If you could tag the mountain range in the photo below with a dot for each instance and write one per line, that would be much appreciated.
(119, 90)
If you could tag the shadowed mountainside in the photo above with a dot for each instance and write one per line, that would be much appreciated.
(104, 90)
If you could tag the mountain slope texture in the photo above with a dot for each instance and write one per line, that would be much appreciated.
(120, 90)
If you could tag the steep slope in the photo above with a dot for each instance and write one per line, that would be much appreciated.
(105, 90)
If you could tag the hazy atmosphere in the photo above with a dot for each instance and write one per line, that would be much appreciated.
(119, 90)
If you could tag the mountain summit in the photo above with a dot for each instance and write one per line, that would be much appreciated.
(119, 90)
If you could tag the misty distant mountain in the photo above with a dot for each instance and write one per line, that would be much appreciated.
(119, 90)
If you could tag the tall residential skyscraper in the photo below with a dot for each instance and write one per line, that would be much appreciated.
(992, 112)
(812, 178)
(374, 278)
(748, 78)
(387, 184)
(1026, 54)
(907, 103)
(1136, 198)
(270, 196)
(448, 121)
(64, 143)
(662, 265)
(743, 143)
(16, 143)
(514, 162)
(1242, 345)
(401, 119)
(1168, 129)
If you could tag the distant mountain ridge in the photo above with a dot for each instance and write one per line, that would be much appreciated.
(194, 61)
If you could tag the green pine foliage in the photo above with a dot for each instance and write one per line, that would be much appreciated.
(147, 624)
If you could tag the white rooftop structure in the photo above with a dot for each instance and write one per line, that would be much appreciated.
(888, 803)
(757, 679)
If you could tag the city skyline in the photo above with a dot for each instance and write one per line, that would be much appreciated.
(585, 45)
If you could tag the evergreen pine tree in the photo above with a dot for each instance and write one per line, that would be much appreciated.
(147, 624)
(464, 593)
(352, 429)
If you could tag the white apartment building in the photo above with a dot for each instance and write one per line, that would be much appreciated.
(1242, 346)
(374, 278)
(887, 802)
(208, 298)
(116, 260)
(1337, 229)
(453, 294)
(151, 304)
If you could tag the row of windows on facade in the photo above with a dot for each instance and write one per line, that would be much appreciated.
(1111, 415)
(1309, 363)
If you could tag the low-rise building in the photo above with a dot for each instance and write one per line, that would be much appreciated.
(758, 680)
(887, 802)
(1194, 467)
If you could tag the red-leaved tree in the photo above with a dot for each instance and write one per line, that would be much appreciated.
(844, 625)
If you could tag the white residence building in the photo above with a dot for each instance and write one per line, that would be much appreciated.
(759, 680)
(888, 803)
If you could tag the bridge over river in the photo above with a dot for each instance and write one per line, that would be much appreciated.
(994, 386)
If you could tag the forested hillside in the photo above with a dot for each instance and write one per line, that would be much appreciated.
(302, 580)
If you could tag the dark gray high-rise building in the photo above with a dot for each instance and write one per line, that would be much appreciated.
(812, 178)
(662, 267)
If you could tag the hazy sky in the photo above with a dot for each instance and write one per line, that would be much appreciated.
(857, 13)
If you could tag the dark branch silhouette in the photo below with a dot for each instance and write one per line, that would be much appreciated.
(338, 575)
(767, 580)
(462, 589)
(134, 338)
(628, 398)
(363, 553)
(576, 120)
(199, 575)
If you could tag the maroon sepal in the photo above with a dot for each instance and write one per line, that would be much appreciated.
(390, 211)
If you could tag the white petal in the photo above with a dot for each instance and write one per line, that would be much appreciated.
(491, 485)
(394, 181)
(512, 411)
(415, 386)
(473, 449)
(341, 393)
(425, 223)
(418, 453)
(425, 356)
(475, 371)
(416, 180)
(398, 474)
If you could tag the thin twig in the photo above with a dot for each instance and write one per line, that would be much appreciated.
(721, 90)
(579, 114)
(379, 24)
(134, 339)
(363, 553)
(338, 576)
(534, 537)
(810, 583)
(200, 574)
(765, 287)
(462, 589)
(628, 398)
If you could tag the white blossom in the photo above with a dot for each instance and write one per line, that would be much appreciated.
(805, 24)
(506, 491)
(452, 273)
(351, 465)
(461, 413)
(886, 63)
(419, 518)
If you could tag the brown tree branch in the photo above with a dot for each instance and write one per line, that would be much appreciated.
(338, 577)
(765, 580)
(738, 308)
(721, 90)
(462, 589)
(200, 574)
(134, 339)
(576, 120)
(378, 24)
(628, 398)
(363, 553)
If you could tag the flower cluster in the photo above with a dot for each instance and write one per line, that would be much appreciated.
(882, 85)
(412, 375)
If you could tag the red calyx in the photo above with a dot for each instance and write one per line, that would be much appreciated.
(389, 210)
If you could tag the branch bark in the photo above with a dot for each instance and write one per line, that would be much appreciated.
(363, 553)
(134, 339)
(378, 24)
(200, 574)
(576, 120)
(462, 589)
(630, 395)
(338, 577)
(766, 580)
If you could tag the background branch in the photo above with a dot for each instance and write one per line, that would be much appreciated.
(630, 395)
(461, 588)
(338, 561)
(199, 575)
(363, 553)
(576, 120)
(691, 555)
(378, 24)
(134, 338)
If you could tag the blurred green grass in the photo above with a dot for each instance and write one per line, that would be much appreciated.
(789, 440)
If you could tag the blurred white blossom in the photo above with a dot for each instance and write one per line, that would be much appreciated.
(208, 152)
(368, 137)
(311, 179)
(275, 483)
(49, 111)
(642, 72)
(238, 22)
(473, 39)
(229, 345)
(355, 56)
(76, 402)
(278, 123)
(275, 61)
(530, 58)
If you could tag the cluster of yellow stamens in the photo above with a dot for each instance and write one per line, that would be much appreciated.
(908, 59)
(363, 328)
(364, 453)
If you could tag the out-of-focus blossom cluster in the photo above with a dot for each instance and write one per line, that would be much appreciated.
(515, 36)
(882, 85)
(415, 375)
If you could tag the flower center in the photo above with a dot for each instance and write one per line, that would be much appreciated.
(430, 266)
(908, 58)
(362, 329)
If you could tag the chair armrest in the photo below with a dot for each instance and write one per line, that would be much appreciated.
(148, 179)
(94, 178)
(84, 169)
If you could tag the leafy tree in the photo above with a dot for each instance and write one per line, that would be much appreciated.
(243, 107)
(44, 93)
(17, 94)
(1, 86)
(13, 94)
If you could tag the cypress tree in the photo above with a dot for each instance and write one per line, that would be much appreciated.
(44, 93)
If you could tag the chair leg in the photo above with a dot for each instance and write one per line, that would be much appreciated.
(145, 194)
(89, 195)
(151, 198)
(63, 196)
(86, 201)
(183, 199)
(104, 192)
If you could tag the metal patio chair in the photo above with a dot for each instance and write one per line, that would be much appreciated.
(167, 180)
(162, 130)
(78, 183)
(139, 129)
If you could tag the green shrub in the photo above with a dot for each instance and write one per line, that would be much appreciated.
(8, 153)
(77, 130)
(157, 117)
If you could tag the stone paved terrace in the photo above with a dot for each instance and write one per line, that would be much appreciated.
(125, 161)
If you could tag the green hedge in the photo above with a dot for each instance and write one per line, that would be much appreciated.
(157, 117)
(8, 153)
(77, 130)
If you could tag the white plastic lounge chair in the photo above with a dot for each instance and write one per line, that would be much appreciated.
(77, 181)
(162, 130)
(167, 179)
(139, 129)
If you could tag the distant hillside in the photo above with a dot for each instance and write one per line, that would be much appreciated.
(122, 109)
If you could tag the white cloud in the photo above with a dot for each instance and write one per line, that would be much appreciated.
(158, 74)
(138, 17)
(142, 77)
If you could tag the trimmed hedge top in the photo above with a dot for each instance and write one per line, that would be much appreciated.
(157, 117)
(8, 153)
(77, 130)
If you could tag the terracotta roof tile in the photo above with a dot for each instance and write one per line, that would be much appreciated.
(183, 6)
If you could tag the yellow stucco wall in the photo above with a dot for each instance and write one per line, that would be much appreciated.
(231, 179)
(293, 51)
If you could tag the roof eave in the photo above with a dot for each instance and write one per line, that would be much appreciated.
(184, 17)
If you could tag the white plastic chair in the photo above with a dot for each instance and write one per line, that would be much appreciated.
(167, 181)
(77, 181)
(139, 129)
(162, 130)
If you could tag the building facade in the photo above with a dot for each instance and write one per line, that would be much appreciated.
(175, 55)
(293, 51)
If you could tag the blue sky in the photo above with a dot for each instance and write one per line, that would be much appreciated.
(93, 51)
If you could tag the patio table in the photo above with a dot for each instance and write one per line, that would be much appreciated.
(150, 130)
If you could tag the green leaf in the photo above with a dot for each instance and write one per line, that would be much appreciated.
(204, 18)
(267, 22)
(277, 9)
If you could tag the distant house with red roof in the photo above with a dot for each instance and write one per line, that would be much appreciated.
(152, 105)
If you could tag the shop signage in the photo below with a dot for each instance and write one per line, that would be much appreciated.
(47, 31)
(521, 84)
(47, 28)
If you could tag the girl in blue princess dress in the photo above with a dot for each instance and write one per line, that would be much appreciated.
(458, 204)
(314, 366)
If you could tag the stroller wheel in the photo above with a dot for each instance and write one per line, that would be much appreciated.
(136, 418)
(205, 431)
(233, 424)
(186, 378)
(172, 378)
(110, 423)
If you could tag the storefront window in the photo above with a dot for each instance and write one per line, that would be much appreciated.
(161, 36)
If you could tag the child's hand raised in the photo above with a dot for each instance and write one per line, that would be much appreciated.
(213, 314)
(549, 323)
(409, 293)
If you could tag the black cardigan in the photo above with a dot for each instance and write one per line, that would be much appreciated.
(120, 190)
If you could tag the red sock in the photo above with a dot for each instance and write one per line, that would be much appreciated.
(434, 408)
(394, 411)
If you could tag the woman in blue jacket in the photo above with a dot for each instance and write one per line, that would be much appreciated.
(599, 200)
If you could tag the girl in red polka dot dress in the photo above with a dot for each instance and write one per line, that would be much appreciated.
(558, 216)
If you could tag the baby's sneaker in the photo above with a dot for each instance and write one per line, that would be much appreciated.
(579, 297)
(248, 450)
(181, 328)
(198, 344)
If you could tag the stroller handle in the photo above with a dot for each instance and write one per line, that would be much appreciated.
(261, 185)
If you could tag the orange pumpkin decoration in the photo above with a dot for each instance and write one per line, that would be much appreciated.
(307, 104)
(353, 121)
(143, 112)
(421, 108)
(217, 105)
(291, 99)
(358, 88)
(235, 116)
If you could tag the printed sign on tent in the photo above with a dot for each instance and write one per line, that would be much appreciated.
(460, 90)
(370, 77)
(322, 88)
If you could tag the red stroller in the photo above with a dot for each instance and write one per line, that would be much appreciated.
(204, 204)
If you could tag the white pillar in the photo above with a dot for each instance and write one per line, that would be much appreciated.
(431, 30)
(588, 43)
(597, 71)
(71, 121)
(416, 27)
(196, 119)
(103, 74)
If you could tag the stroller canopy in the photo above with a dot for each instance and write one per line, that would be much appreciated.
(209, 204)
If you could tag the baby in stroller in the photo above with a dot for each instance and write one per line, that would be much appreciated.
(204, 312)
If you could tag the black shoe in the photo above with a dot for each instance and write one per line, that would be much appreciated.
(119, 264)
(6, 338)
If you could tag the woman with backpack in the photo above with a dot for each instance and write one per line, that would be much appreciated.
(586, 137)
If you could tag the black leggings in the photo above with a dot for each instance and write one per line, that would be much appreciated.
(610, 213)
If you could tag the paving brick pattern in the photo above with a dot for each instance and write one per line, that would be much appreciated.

TASK PROMPT
The answer is the run of lines that starts at the one containing "If you could tag the red stroller" and ends at the last line of the material, reproduced exactly.

OUTPUT OF THE EXERCISE
If you could tag the red stroller in the photo above with a dot for each instance and write one per line, that would be much appreciated.
(204, 204)
If you could tag the white pillar in the photo above with a dot for each instance and write one per line, that would be much appreciated.
(431, 30)
(588, 43)
(597, 71)
(71, 121)
(416, 27)
(196, 119)
(103, 74)
If you could tag the stroller canopy in the photo above with a dot for each instance and write one per line, that would be much appreciated.
(209, 204)
If you could tag the baby in stroller in the photo above with a dot for each instance and write one per line, that would be much appreciated.
(204, 312)
If you could tag the black shoe in the photo above with a dot for each instance and write one per line, that would be much appreciated.
(119, 264)
(6, 338)
If you could tag the woman with backpack in the photo above with a dot for each instance and write one per line, that would be much appreciated.
(586, 137)
If you could tag the black leggings in the photo above with a dot for each instance and write one per line, that would be much appreciated.
(610, 213)
If you could tag the paving brick pattern in the photo above with a dot for each instance and write one per line, that would be much appreciated.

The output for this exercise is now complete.